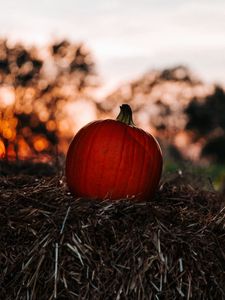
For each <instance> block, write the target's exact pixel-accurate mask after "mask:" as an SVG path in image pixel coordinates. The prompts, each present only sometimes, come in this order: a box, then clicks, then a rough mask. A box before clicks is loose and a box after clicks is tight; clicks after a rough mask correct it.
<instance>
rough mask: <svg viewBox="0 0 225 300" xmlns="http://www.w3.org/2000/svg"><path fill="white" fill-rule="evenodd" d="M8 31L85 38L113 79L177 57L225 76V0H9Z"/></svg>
mask: <svg viewBox="0 0 225 300" xmlns="http://www.w3.org/2000/svg"><path fill="white" fill-rule="evenodd" d="M2 34H4V35H8V34H10V36H11V37H16V38H18V39H25V40H27V41H30V42H39V43H43V42H46V41H48V40H49V39H51V37H54V36H55V37H64V36H65V37H69V38H71V39H73V40H75V41H76V40H84V41H85V42H87V43H88V45H89V47H91V49H92V50H93V52H94V55H95V56H96V58H97V61H98V63H99V69H100V70H101V72H102V74H103V76H104V77H106V78H107V79H108V80H109V81H110V80H114V81H116V80H117V78H116V76H115V74H119V75H120V76H119V78H121V77H122V76H123V75H124V79H126V78H129V79H130V78H132V77H133V78H134V77H135V76H136V75H137V74H139V73H140V72H142V71H144V70H147V69H149V68H151V67H153V66H154V67H157V65H158V66H162V65H164V66H165V67H166V66H168V65H171V64H174V63H184V64H188V65H190V67H193V68H194V69H195V70H196V72H197V73H199V75H200V76H203V78H205V79H208V80H218V79H219V80H223V81H225V74H224V72H223V70H224V65H225V3H224V1H222V0H215V1H213V2H212V1H211V0H199V1H194V0H190V1H185V0H179V1H178V0H176V1H175V0H173V1H164V0H157V1H156V0H154V1H153V0H140V1H135V0H122V1H119V0H110V1H109V0H108V1H106V0H105V1H104V0H95V1H89V0H83V1H81V0H75V1H74V0H64V1H59V0H55V1H53V0H48V1H47V0H41V1H39V2H37V1H29V0H20V1H12V0H8V1H4V2H3V3H2V4H1V10H0V35H2ZM218 53H219V55H218ZM205 74H207V76H205ZM216 74H219V75H216ZM223 74H224V75H223ZM117 77H118V76H117ZM218 77H219V78H218ZM118 80H120V79H118Z"/></svg>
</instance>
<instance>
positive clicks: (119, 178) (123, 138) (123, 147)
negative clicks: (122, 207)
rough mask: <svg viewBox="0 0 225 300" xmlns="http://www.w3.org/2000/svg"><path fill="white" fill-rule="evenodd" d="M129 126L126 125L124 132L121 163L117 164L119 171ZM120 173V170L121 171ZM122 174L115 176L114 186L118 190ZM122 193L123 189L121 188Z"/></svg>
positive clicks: (120, 161)
mask: <svg viewBox="0 0 225 300" xmlns="http://www.w3.org/2000/svg"><path fill="white" fill-rule="evenodd" d="M127 131H128V130H127V126H126V127H124V133H123V139H122V149H121V154H120V159H119V165H118V166H117V172H119V170H120V168H121V163H122V161H123V156H124V152H125V151H124V148H125V139H126V136H127ZM119 173H120V172H119ZM119 179H120V176H116V177H115V184H114V185H113V187H115V190H117V187H118V184H120V182H119ZM120 193H121V190H120Z"/></svg>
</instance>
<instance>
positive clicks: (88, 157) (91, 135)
mask: <svg viewBox="0 0 225 300" xmlns="http://www.w3.org/2000/svg"><path fill="white" fill-rule="evenodd" d="M99 124H101V123H99ZM98 131H99V128H98V126H95V127H94V128H93V131H92V134H91V138H90V139H89V141H88V143H87V144H88V150H87V159H86V160H85V161H84V165H83V168H82V175H81V174H80V178H81V180H80V186H81V189H83V188H84V186H86V184H85V182H86V181H87V175H86V174H88V169H89V161H88V158H89V156H90V153H91V150H92V145H93V141H94V140H95V137H96V134H97V133H98ZM82 179H83V180H82ZM89 188H90V187H89V186H88V185H87V186H86V189H87V193H89Z"/></svg>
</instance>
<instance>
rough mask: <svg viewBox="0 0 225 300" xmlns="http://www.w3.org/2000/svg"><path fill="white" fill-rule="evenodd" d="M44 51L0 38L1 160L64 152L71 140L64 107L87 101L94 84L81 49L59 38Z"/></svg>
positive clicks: (86, 62)
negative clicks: (11, 158) (14, 43)
mask: <svg viewBox="0 0 225 300" xmlns="http://www.w3.org/2000/svg"><path fill="white" fill-rule="evenodd" d="M42 50H43V49H42ZM43 52H44V53H41V51H40V49H38V48H36V47H31V48H27V47H25V46H24V45H22V44H16V45H10V44H9V43H8V41H7V40H0V141H1V142H2V144H3V145H4V147H5V152H6V158H35V157H40V154H41V155H42V158H43V157H46V158H47V159H49V158H50V157H51V156H52V155H53V154H56V152H57V151H60V152H61V151H63V150H65V147H66V146H67V144H68V141H69V139H70V138H71V131H70V129H71V124H70V120H69V119H68V116H67V114H66V109H65V107H66V105H67V104H68V103H69V102H73V101H74V100H75V99H78V98H80V97H82V96H83V95H86V98H88V89H89V88H94V87H95V86H96V84H97V81H96V73H95V65H94V62H93V58H92V56H91V54H90V52H89V50H88V49H87V48H86V47H85V45H83V44H73V43H70V42H69V41H67V40H64V41H60V42H59V43H53V44H51V45H49V46H48V48H46V49H44V51H43ZM74 118H75V116H74ZM57 145H59V147H57ZM60 147H61V148H60Z"/></svg>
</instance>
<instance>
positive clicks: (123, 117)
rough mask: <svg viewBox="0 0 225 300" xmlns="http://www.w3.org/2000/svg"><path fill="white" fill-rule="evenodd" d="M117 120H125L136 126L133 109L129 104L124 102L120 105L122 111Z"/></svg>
mask: <svg viewBox="0 0 225 300" xmlns="http://www.w3.org/2000/svg"><path fill="white" fill-rule="evenodd" d="M116 119H117V121H120V122H123V123H125V124H127V125H130V126H135V124H134V122H133V119H132V110H131V108H130V106H129V105H128V104H122V105H121V106H120V113H119V115H118V117H117V118H116Z"/></svg>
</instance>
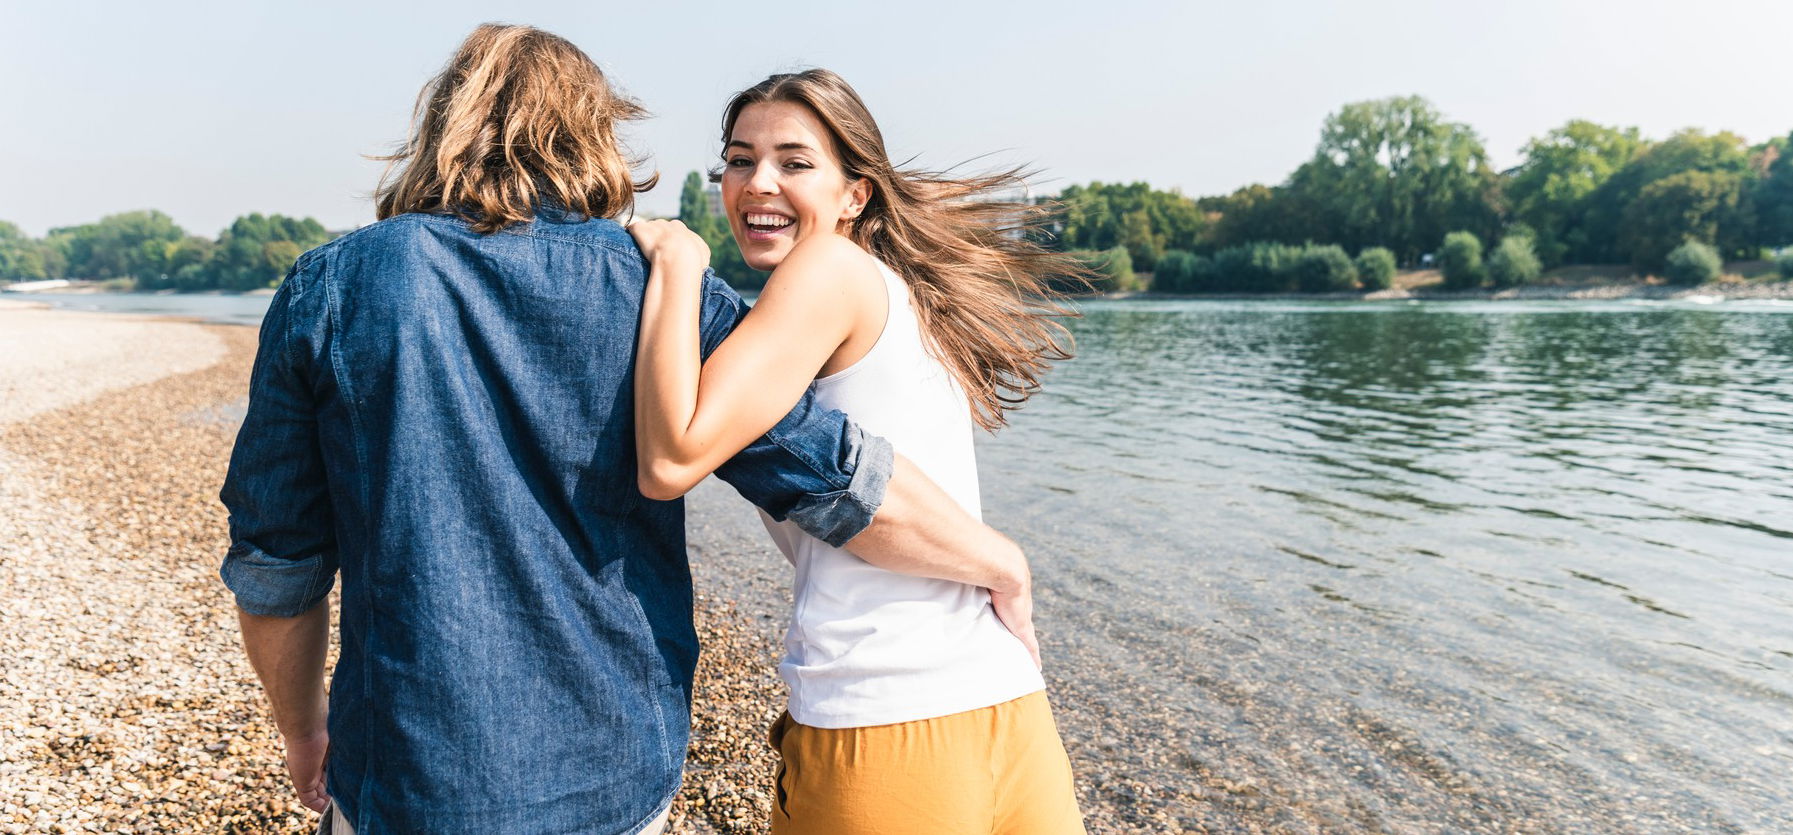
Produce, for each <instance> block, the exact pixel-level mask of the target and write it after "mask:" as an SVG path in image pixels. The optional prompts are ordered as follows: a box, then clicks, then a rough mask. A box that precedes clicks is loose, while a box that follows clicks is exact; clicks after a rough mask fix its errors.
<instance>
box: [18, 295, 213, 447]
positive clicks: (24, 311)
mask: <svg viewBox="0 0 1793 835" xmlns="http://www.w3.org/2000/svg"><path fill="white" fill-rule="evenodd" d="M0 357H4V360H0V425H4V423H13V421H22V419H27V417H30V416H34V414H39V412H48V410H54V409H63V407H68V405H74V403H81V401H86V400H91V398H95V396H100V394H104V392H108V391H115V389H124V387H131V385H142V383H147V382H152V380H161V378H165V376H174V374H185V373H190V371H199V369H203V367H208V366H212V364H215V362H219V360H221V358H222V357H224V340H222V339H219V337H217V335H215V333H212V331H208V330H206V328H204V326H199V324H188V323H178V321H169V319H138V317H124V315H93V314H72V312H61V310H43V308H39V306H38V305H32V303H20V301H13V299H0Z"/></svg>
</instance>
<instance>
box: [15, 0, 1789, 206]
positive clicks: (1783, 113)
mask: <svg viewBox="0 0 1793 835" xmlns="http://www.w3.org/2000/svg"><path fill="white" fill-rule="evenodd" d="M484 20H504V22H515V23H531V25H538V27H543V29H549V30H554V32H559V34H563V36H567V38H568V39H572V41H574V43H577V45H579V47H583V48H585V50H586V52H588V54H590V56H592V57H595V59H597V61H599V63H601V65H602V66H604V68H606V72H610V73H611V79H613V81H615V82H617V84H620V86H622V88H624V90H626V91H628V93H631V95H635V97H637V99H640V100H642V102H644V104H645V106H647V108H649V109H651V111H654V118H653V120H651V122H647V124H642V125H638V127H635V129H633V131H631V140H633V143H635V145H637V147H640V149H642V151H649V152H651V154H653V161H654V165H656V167H658V168H660V170H662V174H663V177H665V183H663V185H662V186H660V188H658V190H654V192H651V194H647V195H644V197H642V208H644V210H645V211H658V213H671V211H672V210H674V208H676V199H678V183H680V179H681V177H683V176H685V172H689V170H694V168H701V167H706V165H710V161H712V159H714V158H715V149H717V136H715V133H717V116H719V111H721V106H723V104H724V102H726V99H728V95H730V93H732V91H735V90H739V88H744V86H748V84H753V82H755V81H758V79H762V77H764V75H766V73H769V72H778V70H789V68H801V66H828V68H832V70H836V72H839V73H843V75H845V77H846V79H848V81H852V82H853V84H855V86H857V88H859V91H861V95H862V97H864V99H866V102H868V104H870V106H871V111H873V115H875V116H877V118H879V122H880V125H882V127H884V134H886V138H888V140H889V143H891V151H893V154H897V156H898V158H904V156H911V154H920V159H922V161H923V163H929V165H952V163H957V161H963V159H968V158H972V156H977V154H983V152H992V151H1002V154H999V156H997V158H995V159H997V161H1033V163H1035V165H1040V167H1044V168H1045V170H1047V176H1049V177H1052V181H1049V183H1044V185H1042V190H1056V188H1060V186H1063V185H1067V183H1083V181H1090V179H1103V181H1135V179H1144V181H1149V183H1153V185H1156V186H1164V188H1182V190H1183V192H1185V194H1191V195H1203V194H1219V192H1230V190H1234V188H1237V186H1241V185H1246V183H1253V181H1262V183H1277V181H1280V179H1282V177H1286V176H1287V174H1289V170H1293V168H1295V167H1296V165H1300V161H1302V159H1305V158H1307V156H1309V154H1311V152H1312V147H1314V140H1316V138H1318V131H1320V122H1321V120H1323V118H1325V115H1327V113H1330V111H1334V109H1338V108H1339V106H1341V104H1345V102H1352V100H1363V99H1377V97H1386V95H1406V93H1418V95H1424V97H1427V99H1431V100H1433V104H1436V106H1438V108H1440V109H1442V111H1443V113H1445V115H1447V116H1449V118H1452V120H1458V122H1467V124H1470V125H1472V127H1474V129H1476V131H1479V133H1481V136H1483V140H1485V142H1486V145H1488V151H1490V156H1492V158H1494V163H1495V165H1497V167H1508V165H1513V163H1517V161H1519V149H1520V147H1522V145H1524V142H1526V140H1528V138H1531V136H1537V134H1542V133H1544V131H1547V129H1551V127H1556V125H1560V124H1563V122H1567V120H1571V118H1592V120H1598V122H1605V124H1621V125H1639V127H1642V131H1644V134H1646V136H1655V138H1660V136H1666V134H1669V133H1671V131H1675V129H1680V127H1689V125H1693V127H1703V129H1728V131H1736V133H1741V134H1743V136H1746V138H1748V140H1750V142H1761V140H1766V138H1770V136H1777V134H1786V133H1789V131H1793V104H1789V99H1788V82H1786V77H1788V73H1789V68H1788V45H1789V41H1788V36H1789V32H1793V4H1789V2H1784V0H1757V2H1736V0H1707V2H1702V4H1693V2H1659V0H1630V2H1592V0H1556V2H1547V0H1513V2H1494V4H1468V2H1420V0H1406V2H1399V0H1357V2H1321V0H1304V2H1296V0H1282V2H1275V0H1271V2H1257V4H1241V2H1187V4H1171V2H1133V0H1108V2H1079V4H1051V2H1033V4H979V2H965V0H959V2H920V0H907V2H891V4H809V2H775V4H671V2H669V4H613V2H579V4H574V2H509V4H468V2H434V4H412V5H393V4H378V2H353V4H351V2H314V4H278V5H273V4H253V2H237V4H224V2H215V4H208V2H161V4H126V2H109V4H81V2H70V4H43V2H36V4H32V2H25V0H0V102H4V111H0V113H4V116H0V219H5V220H13V222H18V224H20V226H22V228H23V229H25V231H29V233H32V235H41V233H43V231H47V229H48V228H52V226H68V224H79V222H88V220H95V219H99V217H100V215H106V213H113V211H124V210H134V208H160V210H163V211H169V213H170V215H174V219H176V220H178V222H179V224H181V226H185V228H186V229H188V231H192V233H199V235H208V237H210V235H217V233H219V229H221V228H224V226H226V224H228V222H230V219H231V217H235V215H238V213H246V211H280V213H287V215H312V217H317V219H319V220H323V222H325V226H328V228H332V229H342V228H353V226H359V224H364V222H369V220H371V219H373V210H371V204H369V201H368V192H371V188H373V185H375V179H377V177H378V172H380V165H378V163H371V161H364V159H362V158H360V156H359V154H371V152H382V151H385V149H389V147H391V143H393V142H396V140H398V138H402V134H403V131H405V125H407V118H409V111H411V104H412V100H414V97H416V91H418V88H420V86H421V84H423V81H425V79H429V77H430V75H432V73H434V72H436V70H437V68H439V66H441V63H443V61H445V59H446V57H448V54H450V52H452V50H454V47H455V45H457V43H459V39H461V38H463V36H464V34H466V32H468V30H470V29H472V27H473V25H477V23H479V22H484Z"/></svg>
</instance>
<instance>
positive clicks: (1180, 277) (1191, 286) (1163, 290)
mask: <svg viewBox="0 0 1793 835" xmlns="http://www.w3.org/2000/svg"><path fill="white" fill-rule="evenodd" d="M1210 278H1212V269H1210V262H1208V260H1207V258H1203V256H1200V254H1194V253H1185V251H1182V249H1169V251H1165V253H1164V254H1162V256H1158V269H1155V271H1153V272H1151V288H1153V290H1156V292H1203V290H1205V288H1207V287H1205V285H1207V283H1208V280H1210Z"/></svg>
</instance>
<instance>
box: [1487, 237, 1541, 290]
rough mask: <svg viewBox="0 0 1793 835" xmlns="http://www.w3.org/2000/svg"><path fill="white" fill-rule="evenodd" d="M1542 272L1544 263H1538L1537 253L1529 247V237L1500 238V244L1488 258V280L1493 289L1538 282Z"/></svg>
mask: <svg viewBox="0 0 1793 835" xmlns="http://www.w3.org/2000/svg"><path fill="white" fill-rule="evenodd" d="M1542 272H1544V263H1540V262H1538V253H1537V251H1535V249H1533V247H1531V237H1529V235H1508V237H1504V238H1501V244H1497V245H1495V247H1494V254H1490V256H1488V278H1490V280H1492V281H1494V287H1519V285H1524V283H1531V281H1537V280H1538V274H1542Z"/></svg>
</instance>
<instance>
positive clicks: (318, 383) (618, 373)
mask: <svg viewBox="0 0 1793 835" xmlns="http://www.w3.org/2000/svg"><path fill="white" fill-rule="evenodd" d="M645 280H647V271H645V263H644V260H642V256H640V251H638V249H637V247H635V242H633V240H631V238H629V235H628V233H626V231H624V229H622V228H620V226H617V224H615V222H610V220H577V219H567V217H558V215H552V213H543V215H541V217H538V219H536V220H534V222H531V224H520V226H515V228H511V229H507V231H502V233H495V235H477V233H473V231H472V229H470V228H468V226H466V224H464V222H461V220H457V219H450V217H436V215H402V217H394V219H389V220H384V222H378V224H373V226H369V228H364V229H359V231H355V233H351V235H346V237H342V238H337V240H333V242H330V244H326V245H323V247H319V249H314V251H310V253H307V254H305V256H301V258H299V262H298V263H296V265H294V267H292V272H290V274H289V276H287V280H285V283H283V285H282V287H280V292H276V294H274V299H273V303H271V306H269V310H267V317H265V319H264V323H262V342H260V351H258V355H256V360H255V371H253V378H251V383H249V412H247V417H246V419H244V425H242V432H240V434H238V437H237V448H235V452H233V455H231V464H230V475H228V478H226V484H224V491H222V500H224V504H226V505H228V507H230V534H231V547H230V552H228V555H226V557H224V566H222V577H224V582H226V584H228V586H230V588H231V591H233V593H235V595H237V604H238V606H242V607H244V609H246V611H249V613H256V615H276V616H290V615H299V613H303V611H307V609H310V607H312V606H316V604H319V602H321V600H323V598H325V595H326V593H328V591H330V588H332V582H333V579H335V575H337V572H339V570H341V573H342V613H341V627H342V629H341V640H342V652H341V659H339V661H337V667H335V676H333V679H332V690H330V742H332V749H330V763H328V788H330V794H332V796H333V797H335V801H337V803H339V805H341V806H342V810H344V813H346V815H348V819H350V821H351V822H353V826H355V831H359V833H362V835H380V833H387V831H405V833H425V831H427V833H500V831H502V833H628V831H635V830H637V828H638V826H640V824H642V822H645V819H649V817H651V815H653V813H656V812H658V810H660V808H662V806H663V805H665V803H667V801H669V799H671V797H672V794H674V790H676V788H678V783H680V772H681V769H683V762H685V745H687V735H689V720H690V683H692V670H694V667H696V661H697V638H696V633H694V629H692V591H690V572H689V566H687V561H685V527H683V525H685V518H683V512H685V507H683V502H653V500H647V498H644V496H642V495H640V491H638V489H637V482H635V471H637V468H635V426H633V412H631V410H633V403H631V392H633V369H635V335H637V323H638V317H640V305H642V294H644V288H645ZM705 281H706V285H705V294H703V314H701V315H703V321H701V333H703V342H705V351H708V349H714V348H715V346H717V344H719V342H721V340H723V337H724V335H726V333H728V331H730V330H732V328H733V326H735V323H737V321H739V319H741V317H742V315H744V312H746V306H744V303H742V301H741V297H739V296H735V294H733V290H730V288H728V287H726V285H724V283H721V281H717V280H715V278H714V276H706V278H705ZM889 466H891V450H889V444H888V443H884V441H882V439H879V437H873V435H864V434H862V432H861V430H859V428H857V426H855V425H852V423H848V421H846V417H845V416H841V414H839V412H827V410H819V409H816V407H814V405H812V401H810V400H809V398H807V396H805V400H803V401H801V403H798V407H796V409H794V410H793V412H791V414H789V416H785V417H784V419H782V421H780V423H778V425H776V426H775V428H773V430H771V432H769V434H767V435H766V437H762V439H760V441H757V443H755V444H753V446H749V448H748V450H744V452H742V453H741V455H737V457H735V459H733V461H730V462H728V464H726V466H724V468H723V469H719V471H717V475H719V477H723V478H724V480H728V482H730V484H732V486H733V487H735V489H737V491H741V495H742V496H746V498H748V500H751V502H753V504H757V505H760V507H762V509H766V511H767V512H771V514H773V516H778V518H785V516H789V518H793V520H796V521H798V523H800V525H803V527H805V529H807V530H810V532H812V534H816V536H818V538H821V539H827V541H830V543H841V541H846V539H850V538H852V536H853V534H857V532H859V530H862V529H864V527H866V525H868V523H870V520H871V514H873V511H875V509H877V505H879V502H880V500H882V495H884V486H886V482H888V478H889V471H891V469H889Z"/></svg>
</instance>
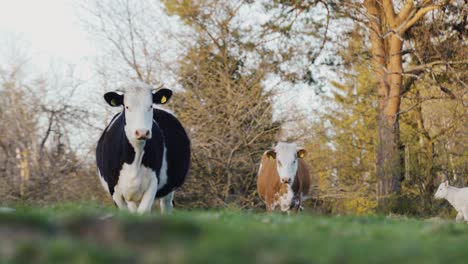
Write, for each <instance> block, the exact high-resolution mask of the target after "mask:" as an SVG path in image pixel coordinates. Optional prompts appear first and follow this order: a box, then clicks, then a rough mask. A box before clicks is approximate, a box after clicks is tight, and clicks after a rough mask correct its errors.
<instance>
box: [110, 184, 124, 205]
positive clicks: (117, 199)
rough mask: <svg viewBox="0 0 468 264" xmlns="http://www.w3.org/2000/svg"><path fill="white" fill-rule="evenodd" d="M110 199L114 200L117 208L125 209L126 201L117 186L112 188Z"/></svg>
mask: <svg viewBox="0 0 468 264" xmlns="http://www.w3.org/2000/svg"><path fill="white" fill-rule="evenodd" d="M112 199H113V200H114V202H115V204H116V205H117V207H119V209H127V203H126V202H125V200H124V198H123V195H122V193H121V192H120V190H119V188H118V187H117V188H115V189H114V193H113V194H112Z"/></svg>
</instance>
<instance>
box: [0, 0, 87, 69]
mask: <svg viewBox="0 0 468 264" xmlns="http://www.w3.org/2000/svg"><path fill="white" fill-rule="evenodd" d="M74 4H76V1H73V0H40V1H38V0H0V38H5V37H6V36H8V35H19V36H20V37H21V38H22V39H23V40H25V41H27V42H28V44H29V51H30V54H31V59H32V62H33V63H41V64H42V63H48V61H49V60H60V61H64V62H66V63H70V64H79V63H81V62H83V61H84V60H87V59H89V58H90V57H92V56H94V55H95V53H96V52H95V49H94V47H93V44H92V42H91V41H88V40H87V37H86V32H84V31H83V29H82V28H81V27H80V25H79V19H78V17H77V14H76V12H75V10H74Z"/></svg>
===
§ Brief
Look through the entries above. Copy each line in which the string "errors" occurs.

§ Answer section
Produce, for each <instance> block, the exact pixel-level mask of the target and write it after "mask:" as an SVG path in image pixels. The optional prompts are ordered as follows: a box, then clicks, then a rough mask. A box that precedes clicks is loose, while a box that follows clicks is exact; clicks after a rough mask fix its errors.
Write, for each <instance> block, the exact high-resolution mask of the target after "mask:" as an SVG path in image pixel coordinates. Optional prompts appear first and follow this order: a box, then clicks, then a rough mask. A box before clicks is approximate, a box after clicks is tight, and clicks after a rough mask correct its errors.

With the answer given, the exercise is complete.